Write out each line of the items below as a numbered list, omitting any blank lines.

--- start ---

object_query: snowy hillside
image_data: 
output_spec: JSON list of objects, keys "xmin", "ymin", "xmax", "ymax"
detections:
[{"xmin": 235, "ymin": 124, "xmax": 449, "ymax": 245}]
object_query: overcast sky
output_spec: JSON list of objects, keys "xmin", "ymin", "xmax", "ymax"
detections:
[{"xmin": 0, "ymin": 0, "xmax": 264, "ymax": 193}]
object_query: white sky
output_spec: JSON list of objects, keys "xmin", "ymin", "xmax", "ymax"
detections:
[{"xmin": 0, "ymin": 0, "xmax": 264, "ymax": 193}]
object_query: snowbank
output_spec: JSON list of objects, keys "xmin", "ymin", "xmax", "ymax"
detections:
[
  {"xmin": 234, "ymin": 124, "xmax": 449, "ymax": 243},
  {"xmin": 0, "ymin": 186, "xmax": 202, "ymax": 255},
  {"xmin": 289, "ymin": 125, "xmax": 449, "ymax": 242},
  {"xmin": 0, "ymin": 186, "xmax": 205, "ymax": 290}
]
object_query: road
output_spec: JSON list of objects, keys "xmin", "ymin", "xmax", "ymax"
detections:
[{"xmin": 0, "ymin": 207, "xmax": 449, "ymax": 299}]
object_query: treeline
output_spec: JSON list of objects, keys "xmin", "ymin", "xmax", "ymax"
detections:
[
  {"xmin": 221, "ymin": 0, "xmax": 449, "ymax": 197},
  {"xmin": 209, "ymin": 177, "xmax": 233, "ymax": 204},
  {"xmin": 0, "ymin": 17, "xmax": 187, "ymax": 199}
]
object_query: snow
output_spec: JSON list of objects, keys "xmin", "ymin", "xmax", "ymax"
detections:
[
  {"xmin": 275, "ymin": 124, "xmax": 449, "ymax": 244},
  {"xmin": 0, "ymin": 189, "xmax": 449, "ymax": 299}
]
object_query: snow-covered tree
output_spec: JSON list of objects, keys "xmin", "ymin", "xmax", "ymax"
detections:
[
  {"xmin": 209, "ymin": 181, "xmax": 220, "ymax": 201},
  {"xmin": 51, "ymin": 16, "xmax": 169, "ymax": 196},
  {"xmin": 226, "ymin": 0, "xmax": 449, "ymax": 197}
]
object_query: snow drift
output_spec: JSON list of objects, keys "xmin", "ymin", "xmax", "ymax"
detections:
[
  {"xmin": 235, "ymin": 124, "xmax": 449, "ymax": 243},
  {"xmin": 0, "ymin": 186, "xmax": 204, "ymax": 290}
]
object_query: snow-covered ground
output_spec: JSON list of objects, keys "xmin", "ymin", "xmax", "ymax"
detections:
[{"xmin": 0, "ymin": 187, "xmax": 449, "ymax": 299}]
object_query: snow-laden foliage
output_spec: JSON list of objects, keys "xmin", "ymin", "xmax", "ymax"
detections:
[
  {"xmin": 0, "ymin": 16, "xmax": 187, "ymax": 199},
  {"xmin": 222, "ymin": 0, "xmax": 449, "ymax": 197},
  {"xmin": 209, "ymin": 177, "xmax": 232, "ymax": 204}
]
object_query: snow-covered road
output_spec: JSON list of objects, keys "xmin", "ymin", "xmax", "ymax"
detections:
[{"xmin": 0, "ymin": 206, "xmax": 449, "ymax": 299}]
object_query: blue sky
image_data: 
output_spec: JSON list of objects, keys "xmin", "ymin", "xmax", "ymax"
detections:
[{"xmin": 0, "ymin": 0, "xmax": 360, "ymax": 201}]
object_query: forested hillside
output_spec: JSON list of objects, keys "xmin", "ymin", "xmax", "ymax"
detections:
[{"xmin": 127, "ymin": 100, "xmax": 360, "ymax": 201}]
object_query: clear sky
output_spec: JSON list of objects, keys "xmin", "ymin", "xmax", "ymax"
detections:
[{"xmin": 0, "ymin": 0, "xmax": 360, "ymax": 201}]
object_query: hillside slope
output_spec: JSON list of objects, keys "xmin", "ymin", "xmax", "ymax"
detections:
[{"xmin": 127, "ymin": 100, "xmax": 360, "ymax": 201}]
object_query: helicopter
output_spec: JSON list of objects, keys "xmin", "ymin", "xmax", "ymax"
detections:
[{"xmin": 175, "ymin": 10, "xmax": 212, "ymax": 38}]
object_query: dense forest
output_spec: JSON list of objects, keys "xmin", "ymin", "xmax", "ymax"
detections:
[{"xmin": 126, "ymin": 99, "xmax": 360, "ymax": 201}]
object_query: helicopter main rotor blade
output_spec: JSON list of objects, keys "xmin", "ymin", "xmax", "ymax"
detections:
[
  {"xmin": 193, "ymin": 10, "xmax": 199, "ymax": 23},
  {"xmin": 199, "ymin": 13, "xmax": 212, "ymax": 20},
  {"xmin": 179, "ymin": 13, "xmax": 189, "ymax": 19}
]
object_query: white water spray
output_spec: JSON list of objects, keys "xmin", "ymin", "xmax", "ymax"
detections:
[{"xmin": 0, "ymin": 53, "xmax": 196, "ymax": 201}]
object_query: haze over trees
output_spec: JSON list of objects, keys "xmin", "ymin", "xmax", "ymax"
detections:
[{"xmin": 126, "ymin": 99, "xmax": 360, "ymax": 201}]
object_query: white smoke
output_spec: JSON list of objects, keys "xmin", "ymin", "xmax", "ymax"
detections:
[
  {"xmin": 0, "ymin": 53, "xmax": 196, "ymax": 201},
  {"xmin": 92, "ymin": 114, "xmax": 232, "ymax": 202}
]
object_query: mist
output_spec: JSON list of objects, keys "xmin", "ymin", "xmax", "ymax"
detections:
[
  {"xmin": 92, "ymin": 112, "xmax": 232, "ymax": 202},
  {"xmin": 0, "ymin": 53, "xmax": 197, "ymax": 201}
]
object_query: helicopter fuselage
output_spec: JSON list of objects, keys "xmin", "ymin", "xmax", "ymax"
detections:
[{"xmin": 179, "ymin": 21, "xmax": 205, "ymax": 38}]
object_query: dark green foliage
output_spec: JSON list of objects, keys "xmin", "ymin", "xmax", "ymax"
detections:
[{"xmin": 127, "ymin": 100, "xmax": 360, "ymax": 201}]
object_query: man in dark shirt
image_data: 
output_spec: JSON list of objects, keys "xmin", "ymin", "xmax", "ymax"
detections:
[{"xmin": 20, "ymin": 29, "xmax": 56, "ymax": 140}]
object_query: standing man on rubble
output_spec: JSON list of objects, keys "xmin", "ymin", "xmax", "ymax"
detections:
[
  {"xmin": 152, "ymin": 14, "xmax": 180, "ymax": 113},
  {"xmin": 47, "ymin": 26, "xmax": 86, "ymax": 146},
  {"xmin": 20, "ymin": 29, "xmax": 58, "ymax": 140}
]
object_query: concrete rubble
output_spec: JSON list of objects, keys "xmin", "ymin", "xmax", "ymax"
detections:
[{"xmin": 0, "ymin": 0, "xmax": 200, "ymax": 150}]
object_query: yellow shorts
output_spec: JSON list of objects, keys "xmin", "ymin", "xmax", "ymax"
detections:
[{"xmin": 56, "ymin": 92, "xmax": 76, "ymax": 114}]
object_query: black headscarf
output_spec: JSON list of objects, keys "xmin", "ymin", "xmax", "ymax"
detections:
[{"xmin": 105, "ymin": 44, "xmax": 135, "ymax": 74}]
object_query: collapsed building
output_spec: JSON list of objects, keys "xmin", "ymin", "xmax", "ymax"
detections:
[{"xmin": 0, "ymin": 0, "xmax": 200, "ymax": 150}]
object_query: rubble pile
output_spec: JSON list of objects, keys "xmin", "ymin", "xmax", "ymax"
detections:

--- end ---

**Solved problem:**
1. object_query: snowy hillside
2. image_data: 
3. output_spec: JSON list of objects, keys "xmin", "ymin", "xmax", "ymax"
4. detections:
5. [{"xmin": 235, "ymin": 124, "xmax": 449, "ymax": 245}]
6. object_query: overcast sky
7. output_spec: JSON list of objects, keys "xmin", "ymin", "xmax", "ymax"
8. detections:
9. [{"xmin": 0, "ymin": 0, "xmax": 264, "ymax": 193}]
10. object_query: white sky
11. output_spec: JSON list of objects, keys "xmin", "ymin", "xmax", "ymax"
12. detections:
13. [{"xmin": 0, "ymin": 0, "xmax": 264, "ymax": 193}]
14. object_query: snowbank
15. output_spec: JSON list of objects, keys "xmin", "ymin", "xmax", "ymax"
16. detections:
17. [
18.   {"xmin": 234, "ymin": 124, "xmax": 449, "ymax": 243},
19.   {"xmin": 0, "ymin": 186, "xmax": 202, "ymax": 255},
20.   {"xmin": 289, "ymin": 125, "xmax": 449, "ymax": 242},
21.   {"xmin": 0, "ymin": 186, "xmax": 205, "ymax": 290}
22. ]
23. object_query: road
24. output_spec: JSON list of objects, keys "xmin", "ymin", "xmax", "ymax"
25. detections:
26. [{"xmin": 0, "ymin": 207, "xmax": 449, "ymax": 299}]
27. object_query: treeline
28. output_spec: JSON list of objects, keys "xmin", "ymin", "xmax", "ymax"
29. detections:
30. [
31.   {"xmin": 221, "ymin": 0, "xmax": 449, "ymax": 197},
32.   {"xmin": 209, "ymin": 177, "xmax": 233, "ymax": 204},
33.   {"xmin": 0, "ymin": 17, "xmax": 187, "ymax": 199}
34. ]
35. object_query: snow
36. output_spec: JSON list of objects, keys "xmin", "ymin", "xmax", "ymax"
37. detections:
38. [
39.   {"xmin": 275, "ymin": 124, "xmax": 449, "ymax": 244},
40.   {"xmin": 0, "ymin": 189, "xmax": 449, "ymax": 299}
41. ]
42. object_query: snow-covered tree
43. output_spec: JSON list of objects, keys "xmin", "ymin", "xmax", "ymax"
44. detections:
45. [
46.   {"xmin": 209, "ymin": 181, "xmax": 220, "ymax": 201},
47.   {"xmin": 51, "ymin": 16, "xmax": 169, "ymax": 196},
48.   {"xmin": 226, "ymin": 0, "xmax": 449, "ymax": 197}
49. ]
50. object_query: snow drift
51. output_spec: JSON list of objects, keys "xmin", "ymin", "xmax", "ymax"
52. detections:
53. [
54.   {"xmin": 235, "ymin": 124, "xmax": 449, "ymax": 243},
55.   {"xmin": 0, "ymin": 186, "xmax": 204, "ymax": 290}
56. ]
57. object_query: snow-covered ground
58. output_spec: JSON list of objects, keys "xmin", "ymin", "xmax", "ymax"
59. detections:
60. [{"xmin": 0, "ymin": 187, "xmax": 449, "ymax": 299}]
61. object_query: snow-laden foliage
62. output_spec: JSON list of objects, keys "xmin", "ymin", "xmax", "ymax"
63. detections:
64. [
65.   {"xmin": 0, "ymin": 16, "xmax": 187, "ymax": 199},
66.   {"xmin": 222, "ymin": 0, "xmax": 449, "ymax": 197},
67.   {"xmin": 209, "ymin": 177, "xmax": 232, "ymax": 204}
68. ]
69. object_query: snow-covered road
70. output_spec: JSON list of objects, keys "xmin", "ymin", "xmax", "ymax"
71. detections:
72. [{"xmin": 0, "ymin": 206, "xmax": 449, "ymax": 299}]
73. object_query: blue sky
74. image_data: 
75. output_spec: JSON list of objects, keys "xmin", "ymin", "xmax", "ymax"
76. detections:
77. [{"xmin": 0, "ymin": 0, "xmax": 360, "ymax": 201}]
78. object_query: forested hillside
79. output_spec: JSON list of objects, keys "xmin", "ymin", "xmax", "ymax"
80. detections:
81. [{"xmin": 127, "ymin": 100, "xmax": 360, "ymax": 201}]
82. object_query: clear sky
83. output_spec: JSON list of objects, keys "xmin", "ymin", "xmax", "ymax"
84. detections:
85. [{"xmin": 0, "ymin": 0, "xmax": 360, "ymax": 201}]
86. object_query: hillside slope
87. output_spec: JSON list of objects, keys "xmin", "ymin", "xmax", "ymax"
88. detections:
89. [{"xmin": 127, "ymin": 100, "xmax": 360, "ymax": 201}]
90. object_query: helicopter
91. output_spec: JSON list of objects, keys "xmin", "ymin", "xmax", "ymax"
92. detections:
93. [{"xmin": 175, "ymin": 10, "xmax": 212, "ymax": 38}]
94. object_query: dense forest
95. output_spec: JSON list of objects, keys "xmin", "ymin", "xmax", "ymax"
96. detections:
97. [{"xmin": 126, "ymin": 99, "xmax": 360, "ymax": 201}]
98. object_query: helicopter main rotor blade
99. output_spec: JSON list of objects, keys "xmin", "ymin", "xmax", "ymax"
100. detections:
101. [
102.   {"xmin": 193, "ymin": 10, "xmax": 199, "ymax": 23},
103.   {"xmin": 199, "ymin": 13, "xmax": 212, "ymax": 20},
104.   {"xmin": 179, "ymin": 13, "xmax": 189, "ymax": 19}
105. ]
106. object_query: white water spray
107. output_spec: JSON list of objects, keys "xmin", "ymin", "xmax", "ymax"
108. detections:
109. [{"xmin": 0, "ymin": 53, "xmax": 196, "ymax": 201}]
110. object_query: haze over trees
111. output_spec: JSON list of objects, keys "xmin", "ymin", "xmax", "ymax"
112. detections:
113. [{"xmin": 126, "ymin": 99, "xmax": 360, "ymax": 201}]
114. object_query: white smoke
115. output_spec: JSON list of objects, keys "xmin", "ymin", "xmax", "ymax"
116. detections:
117. [
118.   {"xmin": 0, "ymin": 53, "xmax": 196, "ymax": 201},
119.   {"xmin": 92, "ymin": 114, "xmax": 232, "ymax": 202}
120. ]
121. object_query: mist
122. output_spec: JSON list of objects, keys "xmin", "ymin", "xmax", "ymax"
123. detections:
124. [
125.   {"xmin": 92, "ymin": 112, "xmax": 232, "ymax": 202},
126.   {"xmin": 0, "ymin": 53, "xmax": 197, "ymax": 201}
127. ]
128. object_query: helicopter fuselage
129. output_spec: JSON list of objects, keys "xmin", "ymin", "xmax", "ymax"
130. detections:
131. [{"xmin": 179, "ymin": 21, "xmax": 205, "ymax": 38}]
132. object_query: dark green foliage
133. output_spec: JSON list of objects, keys "xmin", "ymin", "xmax", "ymax"
134. detections:
135. [{"xmin": 127, "ymin": 100, "xmax": 360, "ymax": 201}]
136. object_query: man in dark shirt
137. image_data: 
138. output_spec: JSON list of objects, keys "xmin", "ymin", "xmax", "ymax"
139. detections:
140. [{"xmin": 20, "ymin": 29, "xmax": 56, "ymax": 140}]
141. object_query: standing man on rubble
142. output_spec: JSON list of objects, keys "xmin", "ymin", "xmax", "ymax"
143. detections:
144. [
145.   {"xmin": 152, "ymin": 14, "xmax": 180, "ymax": 113},
146.   {"xmin": 47, "ymin": 26, "xmax": 86, "ymax": 146},
147.   {"xmin": 20, "ymin": 29, "xmax": 58, "ymax": 140}
148. ]
149. object_query: concrete rubble
150. output_spec: JSON list of objects, keys "xmin", "ymin", "xmax", "ymax"
151. detections:
152. [{"xmin": 0, "ymin": 0, "xmax": 200, "ymax": 150}]
153. object_query: yellow shorts
154. output_spec: JSON list of objects, keys "xmin", "ymin", "xmax", "ymax"
155. detections:
156. [{"xmin": 56, "ymin": 92, "xmax": 76, "ymax": 114}]
157. object_query: black headscarf
158. output_spec: JSON list of objects, keys "xmin", "ymin", "xmax", "ymax"
159. detections:
160. [{"xmin": 105, "ymin": 44, "xmax": 135, "ymax": 74}]
161. object_query: collapsed building
162. output_spec: JSON list of objects, keys "xmin", "ymin", "xmax", "ymax"
163. detections:
164. [{"xmin": 0, "ymin": 0, "xmax": 200, "ymax": 150}]
165. object_query: rubble pile
166. output_spec: JSON list of objects, keys "xmin", "ymin", "xmax", "ymax"
167. detections:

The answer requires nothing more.